* START Text provided *
The second ground relates to the thresholds used to determine which countries receive financial support under the trust fund (GDP per capita income of less than 14,000 USD and, in the case of small island developing countries, a GDP per capita income of less than 18,000 USD). At present, it seems to us that there is a lack of transparency regarding how those thresholds are fixed and their review process (see point 3 below regarding the review process).

Regarding the thresholds, the secretariat states that they are “fixed in such a way as to maintain the level of financial support while matching the needs of the negotiating process.” (trust fund document of 2017, para. 11). In this context, using a threshold based on a GDP indicator allows the secretariat -in its own words- to set limits in accordance with the resources available. By deduction, there should be a method by which the “needs of the negotiating process” are assessed and an exercise to balance these against the funds available in the trust fund. In addition, it is unclear to us what is meant by the “needs of the negotiating process”.

The third ground relates to the statistics used. At present, it seems to us that there is a lack of specificity regarding the source of the country-level statistics (GDP per head) which would put a country within or outside the thresholds mentioned above, and the review process for these thresholds and statistics.

Regarding the source of the statistics, we have searched, unsuccessfully, in UNCTAD statistics and other UNCTAD reports.[12] The figures that one should be referring to when considering the GDP per head eligibility criterion are not self-evident. If indeed UNCTAD statistics is the source, this should be clearly acknowledged, rather than a mere reference made to statistics by the UNCTAD of 2011. In addition, again if it is indeed the correct source for the statistics, which of two variants of GDP per capita -constant prices or current prices- ought to be specified.

Regarding the review process for the thresholds and statistics, the trust fund document of 2017 indicates that they are reviewed “periodically taking into consideration the needs of the negotiating process.” (trust fund document of 2017, para. 9). However, we were unable to find information on what “periodically” means here and when the last review was conducted. We are also unclear as to whether -potentially outdated- statistics from 2011 are still being used.
* END Text provided *
● **Problem 1**: Which distinct phrases does the text on trust fund thresholds place in quotation marks? List each one once.
These records have no connection to the text on trust fund thresholds.
* START Extracted information *
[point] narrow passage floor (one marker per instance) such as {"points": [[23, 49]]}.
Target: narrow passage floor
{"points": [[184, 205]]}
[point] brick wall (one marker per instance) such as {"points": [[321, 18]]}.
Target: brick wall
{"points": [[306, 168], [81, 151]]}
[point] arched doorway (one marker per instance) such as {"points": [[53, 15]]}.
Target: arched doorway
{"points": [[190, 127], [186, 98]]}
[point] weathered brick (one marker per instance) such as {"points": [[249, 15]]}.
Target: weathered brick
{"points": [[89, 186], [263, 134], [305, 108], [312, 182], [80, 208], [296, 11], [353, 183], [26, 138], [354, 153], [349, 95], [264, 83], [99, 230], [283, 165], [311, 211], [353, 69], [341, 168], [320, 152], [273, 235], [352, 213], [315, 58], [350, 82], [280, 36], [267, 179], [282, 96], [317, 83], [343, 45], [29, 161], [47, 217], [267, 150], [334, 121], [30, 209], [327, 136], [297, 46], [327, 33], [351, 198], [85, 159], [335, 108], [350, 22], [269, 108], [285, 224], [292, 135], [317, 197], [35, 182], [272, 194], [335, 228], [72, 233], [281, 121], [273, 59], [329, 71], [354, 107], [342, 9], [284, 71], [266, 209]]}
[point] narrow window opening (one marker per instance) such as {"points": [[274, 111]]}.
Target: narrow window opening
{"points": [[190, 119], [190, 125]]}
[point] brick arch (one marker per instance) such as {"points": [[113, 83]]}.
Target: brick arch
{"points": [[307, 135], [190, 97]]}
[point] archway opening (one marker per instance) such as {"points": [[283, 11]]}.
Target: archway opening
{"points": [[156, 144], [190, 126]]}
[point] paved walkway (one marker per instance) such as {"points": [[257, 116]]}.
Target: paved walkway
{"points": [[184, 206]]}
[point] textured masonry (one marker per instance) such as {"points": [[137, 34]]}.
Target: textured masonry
* END Extracted information *
● **Problem 2**: Can you move everything in the records from the line containing "[point] narrow window" down to the end of the records, requests included, with 134 added to every coordinate in the answers?

● **Task output 1**:
- fixed in such a way as to maintain the level of financial support while matching the needs of the negotiating process.
- needs of the negotiating process
- periodically taking into consideration the needs of the negotiating process.
- periodically

● **Task output 2**:
[point] narrow window opening (one marker per instance) such as {"points": [[274, 111]]}.
Target: narrow window opening
{"points": [[324, 253], [324, 259]]}
[point] brick arch (one marker per instance) such as {"points": [[113, 83]]}.
Target: brick arch
{"points": [[441, 269], [324, 231]]}
[point] archway opening (one marker per instance) such as {"points": [[283, 11]]}.
Target: archway opening
{"points": [[290, 278], [324, 260]]}
[point] paved walkway (one marker per instance) such as {"points": [[257, 116]]}.
Target: paved walkway
{"points": [[318, 340]]}
[point] textured masonry (one marker per instance) such as {"points": [[137, 34]]}.
Target: textured masonry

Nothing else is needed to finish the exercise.